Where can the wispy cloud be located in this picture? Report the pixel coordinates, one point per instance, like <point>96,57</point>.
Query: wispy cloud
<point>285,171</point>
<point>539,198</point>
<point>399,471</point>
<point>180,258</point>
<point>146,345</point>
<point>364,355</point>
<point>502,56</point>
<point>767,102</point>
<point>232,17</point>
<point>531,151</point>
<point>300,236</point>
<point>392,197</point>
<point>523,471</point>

## TASK TO CARRY OUT
Scale the data by repeating every line, requests included, with each pixel coordinate in the answer points multiplied by 2 and rounded to a whole number, halves up. Numbers in the requests and their format samples stay as they are.

## EXERCISE RESULT
Where can the wispy cloud be located in this picture? Report the pixel coordinates, one point per instance, like <point>96,57</point>.
Query: wispy cloud
<point>570,342</point>
<point>1078,396</point>
<point>798,942</point>
<point>360,516</point>
<point>292,690</point>
<point>728,710</point>
<point>1004,112</point>
<point>1534,204</point>
<point>464,34</point>
<point>1062,302</point>
<point>600,472</point>
<point>784,394</point>
<point>1046,942</point>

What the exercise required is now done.